---------- Data
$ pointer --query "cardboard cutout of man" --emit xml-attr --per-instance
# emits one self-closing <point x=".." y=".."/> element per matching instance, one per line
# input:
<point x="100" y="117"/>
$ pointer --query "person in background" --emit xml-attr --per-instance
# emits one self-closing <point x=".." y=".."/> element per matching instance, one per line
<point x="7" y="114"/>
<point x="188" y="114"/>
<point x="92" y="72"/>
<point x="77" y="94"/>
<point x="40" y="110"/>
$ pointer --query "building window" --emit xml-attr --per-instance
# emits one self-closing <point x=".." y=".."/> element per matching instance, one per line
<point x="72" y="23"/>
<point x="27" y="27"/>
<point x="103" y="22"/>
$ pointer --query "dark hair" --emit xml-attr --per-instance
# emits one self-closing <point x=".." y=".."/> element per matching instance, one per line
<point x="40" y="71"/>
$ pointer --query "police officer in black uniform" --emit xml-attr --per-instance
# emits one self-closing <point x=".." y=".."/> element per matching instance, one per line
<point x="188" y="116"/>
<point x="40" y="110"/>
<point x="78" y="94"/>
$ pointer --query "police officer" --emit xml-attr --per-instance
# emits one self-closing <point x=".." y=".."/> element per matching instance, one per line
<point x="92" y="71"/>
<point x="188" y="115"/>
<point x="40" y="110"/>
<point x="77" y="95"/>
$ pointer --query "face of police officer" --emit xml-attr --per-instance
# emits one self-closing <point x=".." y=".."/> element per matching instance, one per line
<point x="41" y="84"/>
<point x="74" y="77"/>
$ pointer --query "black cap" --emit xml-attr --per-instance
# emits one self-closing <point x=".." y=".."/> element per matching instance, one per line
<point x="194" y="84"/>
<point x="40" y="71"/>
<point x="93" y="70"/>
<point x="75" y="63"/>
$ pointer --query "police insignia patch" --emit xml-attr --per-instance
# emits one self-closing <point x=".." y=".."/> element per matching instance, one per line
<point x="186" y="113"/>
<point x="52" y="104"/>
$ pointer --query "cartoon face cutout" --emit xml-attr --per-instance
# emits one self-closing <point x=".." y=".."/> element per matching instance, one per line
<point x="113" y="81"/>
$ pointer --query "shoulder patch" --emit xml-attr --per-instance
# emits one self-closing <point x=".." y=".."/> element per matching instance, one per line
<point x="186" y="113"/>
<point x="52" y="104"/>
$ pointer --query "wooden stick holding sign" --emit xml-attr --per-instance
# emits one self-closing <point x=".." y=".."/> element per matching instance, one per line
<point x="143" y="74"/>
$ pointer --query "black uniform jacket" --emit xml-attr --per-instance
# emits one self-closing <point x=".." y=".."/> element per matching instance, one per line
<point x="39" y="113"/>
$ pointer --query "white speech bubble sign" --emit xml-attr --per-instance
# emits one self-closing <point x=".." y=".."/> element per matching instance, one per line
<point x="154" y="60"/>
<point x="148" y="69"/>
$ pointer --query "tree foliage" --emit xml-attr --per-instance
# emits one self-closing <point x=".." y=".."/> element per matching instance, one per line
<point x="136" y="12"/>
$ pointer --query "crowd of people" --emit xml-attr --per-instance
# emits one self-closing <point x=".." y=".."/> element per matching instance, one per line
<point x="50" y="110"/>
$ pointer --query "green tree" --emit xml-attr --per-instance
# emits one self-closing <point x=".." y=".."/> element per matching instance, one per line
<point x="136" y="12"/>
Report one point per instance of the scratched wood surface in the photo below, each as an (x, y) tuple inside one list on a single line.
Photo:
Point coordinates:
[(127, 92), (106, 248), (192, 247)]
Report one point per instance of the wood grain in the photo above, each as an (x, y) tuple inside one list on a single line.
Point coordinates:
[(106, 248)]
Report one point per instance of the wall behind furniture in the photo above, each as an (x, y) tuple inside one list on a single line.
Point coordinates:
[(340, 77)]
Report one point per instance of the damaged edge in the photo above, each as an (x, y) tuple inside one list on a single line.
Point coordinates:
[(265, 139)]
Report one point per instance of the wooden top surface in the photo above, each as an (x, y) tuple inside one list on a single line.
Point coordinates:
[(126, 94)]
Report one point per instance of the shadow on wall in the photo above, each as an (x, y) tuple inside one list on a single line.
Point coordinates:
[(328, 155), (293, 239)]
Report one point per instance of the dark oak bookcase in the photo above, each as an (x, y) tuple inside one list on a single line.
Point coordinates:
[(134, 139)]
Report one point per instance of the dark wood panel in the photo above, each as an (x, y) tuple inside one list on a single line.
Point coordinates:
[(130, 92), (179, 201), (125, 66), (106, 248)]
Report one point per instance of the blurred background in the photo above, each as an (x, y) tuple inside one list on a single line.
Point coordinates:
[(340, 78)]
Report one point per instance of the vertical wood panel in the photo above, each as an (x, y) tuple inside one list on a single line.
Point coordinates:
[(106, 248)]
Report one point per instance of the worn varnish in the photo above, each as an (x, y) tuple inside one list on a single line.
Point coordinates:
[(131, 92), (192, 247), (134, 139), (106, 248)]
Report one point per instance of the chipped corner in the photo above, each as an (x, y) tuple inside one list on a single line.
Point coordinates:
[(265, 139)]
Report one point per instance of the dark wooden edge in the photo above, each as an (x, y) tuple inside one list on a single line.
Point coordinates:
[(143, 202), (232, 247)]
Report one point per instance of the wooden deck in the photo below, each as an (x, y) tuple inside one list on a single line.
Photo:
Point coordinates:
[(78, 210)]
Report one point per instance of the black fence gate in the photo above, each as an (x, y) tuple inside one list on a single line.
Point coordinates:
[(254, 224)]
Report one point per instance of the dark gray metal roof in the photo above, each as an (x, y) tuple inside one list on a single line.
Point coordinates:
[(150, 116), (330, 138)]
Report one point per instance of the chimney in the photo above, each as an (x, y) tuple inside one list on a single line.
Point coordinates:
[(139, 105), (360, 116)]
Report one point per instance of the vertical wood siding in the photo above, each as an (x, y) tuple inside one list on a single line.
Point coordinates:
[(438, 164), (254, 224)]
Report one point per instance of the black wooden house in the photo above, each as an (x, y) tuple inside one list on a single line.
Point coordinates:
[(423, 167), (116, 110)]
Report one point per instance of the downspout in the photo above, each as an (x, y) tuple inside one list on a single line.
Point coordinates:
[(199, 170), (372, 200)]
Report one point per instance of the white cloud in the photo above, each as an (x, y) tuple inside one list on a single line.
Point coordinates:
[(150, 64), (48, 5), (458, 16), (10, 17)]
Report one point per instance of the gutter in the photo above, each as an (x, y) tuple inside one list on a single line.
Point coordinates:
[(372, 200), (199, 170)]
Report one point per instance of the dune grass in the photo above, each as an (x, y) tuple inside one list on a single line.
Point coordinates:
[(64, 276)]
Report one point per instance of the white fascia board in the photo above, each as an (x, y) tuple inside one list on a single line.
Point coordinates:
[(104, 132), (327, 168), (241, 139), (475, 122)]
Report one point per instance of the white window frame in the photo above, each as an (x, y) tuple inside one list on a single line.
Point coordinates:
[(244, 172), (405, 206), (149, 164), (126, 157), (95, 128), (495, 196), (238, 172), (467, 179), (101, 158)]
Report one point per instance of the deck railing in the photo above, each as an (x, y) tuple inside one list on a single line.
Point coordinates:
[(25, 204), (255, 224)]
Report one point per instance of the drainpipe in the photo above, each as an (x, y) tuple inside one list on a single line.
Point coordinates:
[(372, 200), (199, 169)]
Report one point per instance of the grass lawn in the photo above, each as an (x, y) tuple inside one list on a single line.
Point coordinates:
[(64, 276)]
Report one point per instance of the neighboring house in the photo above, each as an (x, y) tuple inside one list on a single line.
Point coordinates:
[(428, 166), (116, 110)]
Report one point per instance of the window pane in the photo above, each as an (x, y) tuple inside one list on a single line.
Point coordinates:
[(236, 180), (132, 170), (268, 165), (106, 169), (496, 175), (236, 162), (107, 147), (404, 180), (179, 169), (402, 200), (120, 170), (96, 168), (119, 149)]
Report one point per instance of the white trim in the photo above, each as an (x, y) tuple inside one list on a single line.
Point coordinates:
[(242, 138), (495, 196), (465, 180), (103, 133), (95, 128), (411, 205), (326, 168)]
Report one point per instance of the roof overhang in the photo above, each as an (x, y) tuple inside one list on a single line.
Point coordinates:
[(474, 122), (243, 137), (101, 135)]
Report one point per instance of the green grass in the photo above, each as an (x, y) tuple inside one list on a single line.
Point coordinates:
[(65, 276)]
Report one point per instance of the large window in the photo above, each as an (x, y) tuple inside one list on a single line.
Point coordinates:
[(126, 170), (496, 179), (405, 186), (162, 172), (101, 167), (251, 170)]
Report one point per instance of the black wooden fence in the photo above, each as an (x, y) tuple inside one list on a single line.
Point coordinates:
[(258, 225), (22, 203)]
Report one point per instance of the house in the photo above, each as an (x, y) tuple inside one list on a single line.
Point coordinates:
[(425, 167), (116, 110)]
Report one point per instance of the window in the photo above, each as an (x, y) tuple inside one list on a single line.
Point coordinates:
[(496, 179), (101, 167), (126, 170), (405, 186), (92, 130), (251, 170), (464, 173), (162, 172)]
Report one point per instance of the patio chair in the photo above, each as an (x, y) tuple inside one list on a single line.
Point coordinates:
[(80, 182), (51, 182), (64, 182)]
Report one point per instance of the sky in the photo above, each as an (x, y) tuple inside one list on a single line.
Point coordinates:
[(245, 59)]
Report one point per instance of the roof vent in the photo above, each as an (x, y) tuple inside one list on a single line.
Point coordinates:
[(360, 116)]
--------------------
---------- Data
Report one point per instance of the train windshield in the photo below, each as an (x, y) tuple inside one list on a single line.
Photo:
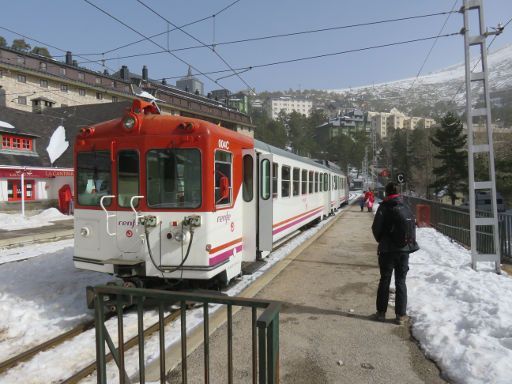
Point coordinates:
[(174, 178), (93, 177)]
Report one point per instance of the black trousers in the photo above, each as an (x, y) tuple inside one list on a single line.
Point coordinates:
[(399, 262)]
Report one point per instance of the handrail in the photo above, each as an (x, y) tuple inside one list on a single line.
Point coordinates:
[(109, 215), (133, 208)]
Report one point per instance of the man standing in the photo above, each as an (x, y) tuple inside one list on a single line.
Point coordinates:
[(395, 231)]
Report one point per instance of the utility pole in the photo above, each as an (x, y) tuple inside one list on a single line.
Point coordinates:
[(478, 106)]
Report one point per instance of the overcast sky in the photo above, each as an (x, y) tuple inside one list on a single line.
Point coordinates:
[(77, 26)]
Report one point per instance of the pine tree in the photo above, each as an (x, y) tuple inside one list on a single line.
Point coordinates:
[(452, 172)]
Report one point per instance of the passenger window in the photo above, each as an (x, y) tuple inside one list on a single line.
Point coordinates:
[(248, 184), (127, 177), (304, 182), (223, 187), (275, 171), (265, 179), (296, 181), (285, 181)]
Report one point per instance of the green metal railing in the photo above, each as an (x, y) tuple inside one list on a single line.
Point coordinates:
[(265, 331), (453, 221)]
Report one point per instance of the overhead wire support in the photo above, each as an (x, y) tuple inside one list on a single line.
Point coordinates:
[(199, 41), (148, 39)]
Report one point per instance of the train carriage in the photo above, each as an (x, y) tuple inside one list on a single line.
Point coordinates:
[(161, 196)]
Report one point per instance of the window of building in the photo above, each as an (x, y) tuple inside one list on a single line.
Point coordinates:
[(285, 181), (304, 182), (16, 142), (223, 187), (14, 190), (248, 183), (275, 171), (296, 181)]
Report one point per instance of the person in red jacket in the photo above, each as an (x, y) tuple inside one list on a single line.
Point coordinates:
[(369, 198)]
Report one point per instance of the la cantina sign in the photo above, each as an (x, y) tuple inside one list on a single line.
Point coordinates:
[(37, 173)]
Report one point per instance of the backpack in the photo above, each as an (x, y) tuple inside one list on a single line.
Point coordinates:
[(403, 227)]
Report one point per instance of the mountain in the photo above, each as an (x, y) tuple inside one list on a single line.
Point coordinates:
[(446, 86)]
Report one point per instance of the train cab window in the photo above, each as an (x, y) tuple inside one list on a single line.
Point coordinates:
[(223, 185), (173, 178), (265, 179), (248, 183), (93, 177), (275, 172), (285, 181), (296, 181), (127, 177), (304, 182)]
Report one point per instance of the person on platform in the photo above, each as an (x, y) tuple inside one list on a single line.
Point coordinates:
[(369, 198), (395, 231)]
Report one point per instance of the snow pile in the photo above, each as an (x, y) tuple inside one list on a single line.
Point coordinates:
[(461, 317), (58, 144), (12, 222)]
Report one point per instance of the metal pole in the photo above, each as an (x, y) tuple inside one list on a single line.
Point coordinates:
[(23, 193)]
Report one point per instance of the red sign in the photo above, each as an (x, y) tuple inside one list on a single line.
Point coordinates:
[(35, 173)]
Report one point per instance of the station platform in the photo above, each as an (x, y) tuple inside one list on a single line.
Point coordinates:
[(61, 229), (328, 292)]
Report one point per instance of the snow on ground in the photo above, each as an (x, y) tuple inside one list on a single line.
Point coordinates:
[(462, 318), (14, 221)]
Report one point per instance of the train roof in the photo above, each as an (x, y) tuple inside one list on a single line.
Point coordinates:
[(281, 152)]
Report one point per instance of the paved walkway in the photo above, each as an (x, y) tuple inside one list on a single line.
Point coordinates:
--------------------
◆ **Work item**
Return every line in the listing that contains the word "snow".

◆ **Your response**
Report one point per instance of the snow pile in the photo above, each as an (x, y) tuple inside one list on a single line.
Report one point per instance of the snow on ground in the photo above, each as an (x, y) tuple inside one list on a single line.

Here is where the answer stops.